**Provided material**
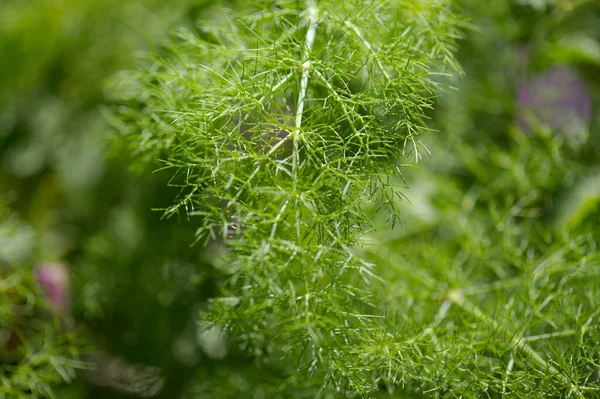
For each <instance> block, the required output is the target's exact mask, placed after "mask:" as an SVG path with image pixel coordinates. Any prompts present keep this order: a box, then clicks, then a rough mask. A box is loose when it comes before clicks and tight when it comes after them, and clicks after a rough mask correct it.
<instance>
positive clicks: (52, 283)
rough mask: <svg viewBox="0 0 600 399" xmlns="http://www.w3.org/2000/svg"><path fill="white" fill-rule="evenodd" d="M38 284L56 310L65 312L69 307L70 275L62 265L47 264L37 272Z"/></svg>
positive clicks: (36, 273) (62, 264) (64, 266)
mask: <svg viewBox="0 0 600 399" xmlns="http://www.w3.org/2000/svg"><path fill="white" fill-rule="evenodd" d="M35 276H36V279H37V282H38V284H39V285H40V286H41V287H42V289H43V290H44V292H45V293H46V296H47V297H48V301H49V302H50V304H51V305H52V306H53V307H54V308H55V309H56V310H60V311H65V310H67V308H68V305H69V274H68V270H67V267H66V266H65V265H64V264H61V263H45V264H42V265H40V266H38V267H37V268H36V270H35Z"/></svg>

**What is required**
With the pictures omitted, reproduce the records in full and exactly.

**Answer to this problem**
For each <instance> block, the required output is the target's exact mask, placed after "mask:" as an SVG path with image pixel coordinates. Any prompts present keep this order: a box, then clicks, then a rough mask. A box is loose when it comes before clicks and tight when it comes after them, and clicks after a rough mask correct it.
<instance>
positive clicks: (52, 283)
rough mask: <svg viewBox="0 0 600 399" xmlns="http://www.w3.org/2000/svg"><path fill="white" fill-rule="evenodd" d="M38 284L56 310L65 312L69 307L70 275L62 265L47 264L37 272Z"/></svg>
positive clicks: (36, 273) (62, 264) (64, 266)
mask: <svg viewBox="0 0 600 399" xmlns="http://www.w3.org/2000/svg"><path fill="white" fill-rule="evenodd" d="M35 276H36V279H37V282H38V284H39V285H40V286H41V287H42V289H43V290H44V292H45V293H46V296H47V297H48V301H49V302H50V304H51V305H52V306H53V307H54V308H55V309H56V310H60V311H65V310H67V308H68V305H69V274H68V270H67V267H66V266H65V265H64V264H61V263H45V264H42V265H40V266H38V267H37V268H36V270H35Z"/></svg>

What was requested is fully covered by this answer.